**What is asked:**
Please pull out every line of the records that contains the string "colored". Case counts.

[Region segmentation data]
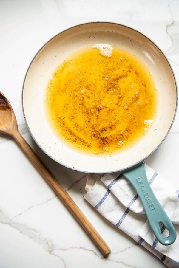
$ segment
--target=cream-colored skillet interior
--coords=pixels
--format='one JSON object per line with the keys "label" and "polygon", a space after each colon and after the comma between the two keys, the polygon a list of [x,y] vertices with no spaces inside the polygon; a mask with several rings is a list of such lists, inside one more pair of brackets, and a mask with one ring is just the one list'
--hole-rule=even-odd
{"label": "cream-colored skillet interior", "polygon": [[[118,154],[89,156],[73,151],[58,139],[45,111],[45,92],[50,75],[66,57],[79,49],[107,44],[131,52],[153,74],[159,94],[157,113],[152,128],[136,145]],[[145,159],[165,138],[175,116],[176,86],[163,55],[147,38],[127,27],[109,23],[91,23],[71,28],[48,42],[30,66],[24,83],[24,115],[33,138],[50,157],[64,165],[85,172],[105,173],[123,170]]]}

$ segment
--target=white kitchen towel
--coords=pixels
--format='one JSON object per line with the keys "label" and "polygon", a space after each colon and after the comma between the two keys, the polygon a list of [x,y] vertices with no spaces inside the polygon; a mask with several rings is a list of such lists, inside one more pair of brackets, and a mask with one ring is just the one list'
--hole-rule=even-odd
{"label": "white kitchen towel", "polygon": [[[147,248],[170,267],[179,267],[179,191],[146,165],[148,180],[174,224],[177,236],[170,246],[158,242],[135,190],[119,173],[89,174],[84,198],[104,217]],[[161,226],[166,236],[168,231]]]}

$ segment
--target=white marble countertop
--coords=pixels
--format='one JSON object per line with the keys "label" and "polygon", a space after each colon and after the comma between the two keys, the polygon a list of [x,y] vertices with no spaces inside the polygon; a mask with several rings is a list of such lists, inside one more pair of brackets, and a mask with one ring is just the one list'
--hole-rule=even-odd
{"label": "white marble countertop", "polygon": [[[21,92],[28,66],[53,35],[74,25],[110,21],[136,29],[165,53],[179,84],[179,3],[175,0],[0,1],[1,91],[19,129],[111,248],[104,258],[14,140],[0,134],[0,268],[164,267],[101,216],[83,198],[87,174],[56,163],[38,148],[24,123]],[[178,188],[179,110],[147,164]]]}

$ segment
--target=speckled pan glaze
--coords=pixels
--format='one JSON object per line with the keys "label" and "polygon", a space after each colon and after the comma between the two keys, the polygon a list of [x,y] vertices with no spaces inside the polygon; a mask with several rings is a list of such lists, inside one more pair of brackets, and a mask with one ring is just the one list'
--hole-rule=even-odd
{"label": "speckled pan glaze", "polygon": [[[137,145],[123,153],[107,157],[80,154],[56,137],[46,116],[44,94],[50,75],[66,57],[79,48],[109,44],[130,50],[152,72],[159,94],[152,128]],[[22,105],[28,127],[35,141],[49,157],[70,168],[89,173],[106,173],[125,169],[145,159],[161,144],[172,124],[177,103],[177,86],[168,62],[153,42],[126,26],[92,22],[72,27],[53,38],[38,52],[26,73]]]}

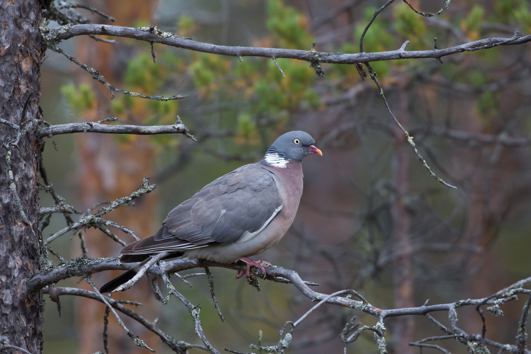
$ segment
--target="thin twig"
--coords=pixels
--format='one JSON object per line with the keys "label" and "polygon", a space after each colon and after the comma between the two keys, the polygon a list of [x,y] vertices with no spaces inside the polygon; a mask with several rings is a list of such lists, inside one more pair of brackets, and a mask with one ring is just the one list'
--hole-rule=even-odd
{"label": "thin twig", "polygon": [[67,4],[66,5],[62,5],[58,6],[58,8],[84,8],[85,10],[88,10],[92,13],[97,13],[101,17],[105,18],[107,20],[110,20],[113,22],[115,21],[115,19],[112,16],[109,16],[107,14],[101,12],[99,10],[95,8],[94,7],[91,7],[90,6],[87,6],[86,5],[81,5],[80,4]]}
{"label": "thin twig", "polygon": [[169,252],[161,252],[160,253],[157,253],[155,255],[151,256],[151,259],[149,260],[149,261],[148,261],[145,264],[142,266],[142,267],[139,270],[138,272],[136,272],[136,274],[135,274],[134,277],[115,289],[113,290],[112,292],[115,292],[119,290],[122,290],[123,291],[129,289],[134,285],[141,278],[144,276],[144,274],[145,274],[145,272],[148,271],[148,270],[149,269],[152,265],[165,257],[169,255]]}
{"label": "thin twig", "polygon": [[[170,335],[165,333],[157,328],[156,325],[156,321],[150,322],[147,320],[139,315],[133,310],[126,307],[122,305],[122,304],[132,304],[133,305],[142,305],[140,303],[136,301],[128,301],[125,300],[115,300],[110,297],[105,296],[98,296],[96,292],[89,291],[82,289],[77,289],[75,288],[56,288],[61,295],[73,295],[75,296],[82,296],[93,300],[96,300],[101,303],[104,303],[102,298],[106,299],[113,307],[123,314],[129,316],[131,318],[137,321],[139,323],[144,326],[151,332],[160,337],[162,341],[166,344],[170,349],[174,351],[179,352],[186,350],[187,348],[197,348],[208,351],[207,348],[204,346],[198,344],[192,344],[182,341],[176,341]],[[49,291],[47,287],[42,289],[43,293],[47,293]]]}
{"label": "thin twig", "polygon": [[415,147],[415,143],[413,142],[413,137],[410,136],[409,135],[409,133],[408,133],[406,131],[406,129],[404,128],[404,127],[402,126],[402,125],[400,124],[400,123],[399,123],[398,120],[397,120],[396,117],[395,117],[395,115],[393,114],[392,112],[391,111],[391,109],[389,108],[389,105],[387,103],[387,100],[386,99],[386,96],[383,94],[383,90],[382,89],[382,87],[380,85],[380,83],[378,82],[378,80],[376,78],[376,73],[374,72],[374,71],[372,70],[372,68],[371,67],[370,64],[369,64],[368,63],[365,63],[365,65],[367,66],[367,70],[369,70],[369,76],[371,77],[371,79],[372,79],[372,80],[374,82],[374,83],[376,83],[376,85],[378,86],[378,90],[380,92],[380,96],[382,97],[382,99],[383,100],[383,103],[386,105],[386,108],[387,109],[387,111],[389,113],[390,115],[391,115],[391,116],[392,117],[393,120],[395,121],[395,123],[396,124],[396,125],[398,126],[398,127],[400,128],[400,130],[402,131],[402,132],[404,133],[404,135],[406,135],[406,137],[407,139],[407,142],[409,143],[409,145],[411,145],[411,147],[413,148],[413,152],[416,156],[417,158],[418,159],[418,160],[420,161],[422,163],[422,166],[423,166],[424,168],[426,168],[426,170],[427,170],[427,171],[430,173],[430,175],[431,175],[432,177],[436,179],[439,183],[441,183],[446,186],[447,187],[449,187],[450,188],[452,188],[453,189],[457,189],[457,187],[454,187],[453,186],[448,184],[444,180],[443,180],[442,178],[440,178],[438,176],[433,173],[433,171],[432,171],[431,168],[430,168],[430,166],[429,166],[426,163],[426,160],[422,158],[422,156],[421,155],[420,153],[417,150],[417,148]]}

**Task output:**
--target=cream-colored skillet interior
{"label": "cream-colored skillet interior", "polygon": [[[118,154],[89,156],[73,151],[58,139],[45,111],[45,92],[50,75],[66,57],[79,49],[107,44],[131,52],[153,74],[159,94],[157,113],[152,128],[136,145]],[[145,159],[165,138],[175,116],[176,86],[163,55],[147,38],[127,27],[109,23],[91,23],[71,28],[48,42],[30,66],[24,83],[24,115],[33,138],[50,157],[64,165],[85,172],[105,173],[123,170]]]}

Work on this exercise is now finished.